Senin, 21 Juli 2025

BAB 5 SYIRIK BESAR. SOAL: 4 BERDOA KEPADA ORANG MATI DAN HUKUM SEPUTAR KUBUR

 



BAB 5

SYIRIK BESAR.

SOAL: 4

BERDOA KEPADA ORANG MATI DAN HUKUM SEPUTAR KUBUR

س ٤ - مَا حُكُمُ دُعَاءِ الأَمْوَاتِ أَوْ الْغَائِبِينَ.

Soal 4: Apa hukum berdoa kepada orang yang sudah meninggal atau orang yang gaib (tidak ada di tempat).

ج ٤ - دُعَاءُ الأَمْوَاتِ أَوِ الْغَائِبِينَ مِنَ الشِّرْكِ الأَكْبَرِ .

Jawab 4: Berdoa kepada orang yang telah meninggal atau orang yang gaib atau tidak ada termasuk syirik akbar.

----------

◆ **SOAL 1**:
Tolong salin persis bagian kutipan sumber yang dibuka dengan kata-kata berisi "س ٤ - مَا حُكُمُ" dan ditutup dengan "termasuk syirik akbar.".
◆ **SOAL 2**:
Tentukan apakah setiap pernyataan berikut sesuai dengan kutipan sumber, jawab ya atau tidak, dan sertakan kata-kata penentunya sebagai kutipan. (a) Berdoa kepada orang yang gaib digolongkan sebagai syirik akbar. (b) Soal yang dibahas bernomor 5. (c) Orang yang gaib diterangkan sebagai orang yang tidak ada di tempat.
Entri berikut diambil dari sumber lain.

◆ **Data yang terkumpul**:
----------

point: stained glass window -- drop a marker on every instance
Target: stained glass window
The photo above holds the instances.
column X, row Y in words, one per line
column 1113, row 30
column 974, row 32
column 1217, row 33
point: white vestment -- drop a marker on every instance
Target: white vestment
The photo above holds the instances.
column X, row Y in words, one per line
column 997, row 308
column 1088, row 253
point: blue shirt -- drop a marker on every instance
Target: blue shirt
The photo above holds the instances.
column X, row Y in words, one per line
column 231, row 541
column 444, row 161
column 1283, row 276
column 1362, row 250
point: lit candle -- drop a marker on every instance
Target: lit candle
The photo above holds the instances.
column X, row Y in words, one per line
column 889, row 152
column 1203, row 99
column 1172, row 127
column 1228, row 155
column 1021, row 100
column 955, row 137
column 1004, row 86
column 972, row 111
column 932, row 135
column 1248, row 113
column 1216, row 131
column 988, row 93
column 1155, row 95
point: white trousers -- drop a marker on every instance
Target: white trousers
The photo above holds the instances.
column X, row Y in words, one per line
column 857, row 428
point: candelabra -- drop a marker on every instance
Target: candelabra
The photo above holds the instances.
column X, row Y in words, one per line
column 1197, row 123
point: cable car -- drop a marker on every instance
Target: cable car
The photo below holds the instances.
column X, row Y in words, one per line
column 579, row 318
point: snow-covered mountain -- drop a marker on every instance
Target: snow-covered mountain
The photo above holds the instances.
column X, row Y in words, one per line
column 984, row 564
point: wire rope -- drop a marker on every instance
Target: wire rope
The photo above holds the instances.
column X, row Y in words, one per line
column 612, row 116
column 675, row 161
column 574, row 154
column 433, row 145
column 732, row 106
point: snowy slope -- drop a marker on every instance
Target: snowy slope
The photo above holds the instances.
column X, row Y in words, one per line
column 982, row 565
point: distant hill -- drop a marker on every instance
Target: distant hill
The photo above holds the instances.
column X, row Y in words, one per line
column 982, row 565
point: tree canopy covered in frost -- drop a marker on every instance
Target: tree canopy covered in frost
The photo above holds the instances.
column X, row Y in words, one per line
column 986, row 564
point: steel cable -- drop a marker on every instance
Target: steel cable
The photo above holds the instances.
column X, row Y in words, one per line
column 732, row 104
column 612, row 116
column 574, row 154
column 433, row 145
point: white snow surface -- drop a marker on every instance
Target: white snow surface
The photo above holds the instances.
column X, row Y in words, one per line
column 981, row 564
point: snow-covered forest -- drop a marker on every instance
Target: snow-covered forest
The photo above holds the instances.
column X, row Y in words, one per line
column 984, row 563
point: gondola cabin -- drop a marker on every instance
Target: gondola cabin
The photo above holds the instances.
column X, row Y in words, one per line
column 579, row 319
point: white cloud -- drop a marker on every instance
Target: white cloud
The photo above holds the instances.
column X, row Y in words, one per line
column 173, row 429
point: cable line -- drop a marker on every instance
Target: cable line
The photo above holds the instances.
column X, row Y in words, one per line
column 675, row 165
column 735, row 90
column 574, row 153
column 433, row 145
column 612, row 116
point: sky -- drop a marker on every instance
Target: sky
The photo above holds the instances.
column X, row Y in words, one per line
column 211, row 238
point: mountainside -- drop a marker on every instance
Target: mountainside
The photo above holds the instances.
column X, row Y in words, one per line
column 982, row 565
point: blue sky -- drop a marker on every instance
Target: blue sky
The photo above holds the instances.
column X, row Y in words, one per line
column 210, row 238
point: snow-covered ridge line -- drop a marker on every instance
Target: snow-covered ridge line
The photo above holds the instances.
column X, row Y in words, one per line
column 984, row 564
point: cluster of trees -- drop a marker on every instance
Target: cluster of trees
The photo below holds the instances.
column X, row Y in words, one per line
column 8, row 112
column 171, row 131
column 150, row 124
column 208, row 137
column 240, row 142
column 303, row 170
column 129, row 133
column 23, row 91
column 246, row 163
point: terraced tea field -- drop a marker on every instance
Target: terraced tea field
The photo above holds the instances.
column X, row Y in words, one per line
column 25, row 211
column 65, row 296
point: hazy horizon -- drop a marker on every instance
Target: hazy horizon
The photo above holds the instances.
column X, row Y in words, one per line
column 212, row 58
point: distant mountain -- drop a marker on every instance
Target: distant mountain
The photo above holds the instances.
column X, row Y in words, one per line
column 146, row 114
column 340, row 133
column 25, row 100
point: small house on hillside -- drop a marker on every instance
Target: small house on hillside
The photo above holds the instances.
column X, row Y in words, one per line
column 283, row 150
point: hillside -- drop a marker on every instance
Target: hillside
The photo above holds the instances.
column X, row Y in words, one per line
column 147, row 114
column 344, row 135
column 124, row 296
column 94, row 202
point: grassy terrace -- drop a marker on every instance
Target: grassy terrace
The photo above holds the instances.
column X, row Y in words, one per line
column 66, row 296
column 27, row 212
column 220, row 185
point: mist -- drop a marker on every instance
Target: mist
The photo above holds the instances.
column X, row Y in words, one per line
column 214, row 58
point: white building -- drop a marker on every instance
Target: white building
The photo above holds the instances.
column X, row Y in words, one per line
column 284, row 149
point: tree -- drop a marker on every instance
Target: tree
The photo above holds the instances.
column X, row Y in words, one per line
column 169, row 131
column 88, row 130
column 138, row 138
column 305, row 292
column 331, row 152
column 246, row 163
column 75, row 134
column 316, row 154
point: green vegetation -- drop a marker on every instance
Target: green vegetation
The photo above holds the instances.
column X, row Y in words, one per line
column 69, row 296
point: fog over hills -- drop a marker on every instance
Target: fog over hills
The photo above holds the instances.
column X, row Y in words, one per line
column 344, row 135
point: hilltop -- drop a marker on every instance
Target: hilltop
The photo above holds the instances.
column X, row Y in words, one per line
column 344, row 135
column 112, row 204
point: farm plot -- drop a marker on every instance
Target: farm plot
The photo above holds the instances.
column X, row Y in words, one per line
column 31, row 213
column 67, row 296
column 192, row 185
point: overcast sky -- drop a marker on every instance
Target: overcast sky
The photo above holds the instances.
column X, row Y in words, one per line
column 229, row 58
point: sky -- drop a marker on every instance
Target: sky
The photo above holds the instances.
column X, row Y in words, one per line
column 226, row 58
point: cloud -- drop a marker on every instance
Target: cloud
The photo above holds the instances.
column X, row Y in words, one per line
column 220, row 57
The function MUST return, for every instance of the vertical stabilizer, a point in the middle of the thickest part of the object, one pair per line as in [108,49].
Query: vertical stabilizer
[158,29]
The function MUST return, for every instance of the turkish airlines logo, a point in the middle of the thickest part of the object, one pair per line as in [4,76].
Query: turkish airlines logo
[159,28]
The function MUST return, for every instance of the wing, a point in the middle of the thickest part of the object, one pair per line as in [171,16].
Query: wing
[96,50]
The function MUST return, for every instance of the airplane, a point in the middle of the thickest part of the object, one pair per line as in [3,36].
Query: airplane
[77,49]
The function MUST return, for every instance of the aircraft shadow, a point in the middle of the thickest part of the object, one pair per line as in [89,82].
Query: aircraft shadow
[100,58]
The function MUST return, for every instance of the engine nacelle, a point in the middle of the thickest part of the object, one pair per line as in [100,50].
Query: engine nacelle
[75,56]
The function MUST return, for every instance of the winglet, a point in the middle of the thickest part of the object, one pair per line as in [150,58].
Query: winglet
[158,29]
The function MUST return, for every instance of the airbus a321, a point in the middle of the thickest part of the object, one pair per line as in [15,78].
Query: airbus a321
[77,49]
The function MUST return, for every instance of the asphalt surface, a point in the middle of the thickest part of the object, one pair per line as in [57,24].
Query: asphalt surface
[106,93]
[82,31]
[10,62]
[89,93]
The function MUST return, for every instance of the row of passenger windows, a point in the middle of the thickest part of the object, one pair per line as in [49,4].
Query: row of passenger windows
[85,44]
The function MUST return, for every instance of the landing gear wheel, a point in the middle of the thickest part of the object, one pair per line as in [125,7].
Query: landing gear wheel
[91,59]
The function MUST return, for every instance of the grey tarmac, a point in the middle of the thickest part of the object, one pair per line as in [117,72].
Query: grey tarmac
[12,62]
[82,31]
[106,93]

----------

◆ **JAWABAN BENAR 1**:
س ٤ - مَا حُكُمُ دُعَاءِ الأَمْوَاتِ أَوْ الْغَائِبِينَ.

Soal 4: Apa hukum berdoa kepada orang yang sudah meninggal atau orang yang gaib (tidak ada di tempat).

ج ٤ - دُعَاءُ الأَمْوَاتِ أَوِ الْغَائِبِينَ مِنَ الشِّرْكِ الأَكْبَرِ .

Jawab 4: Berdoa kepada orang yang telah meninggal atau orang yang gaib atau tidak ada termasuk syirik akbar.

◆ **JAWABAN BENAR 2**:
(a) Ya: "Berdoa kepada orang yang telah meninggal atau orang yang gaib atau tidak ada termasuk syirik akbar."
(b) Tidak: "SOAL: 4"
(c) Ya: "orang yang gaib (tidak ada di tempat)"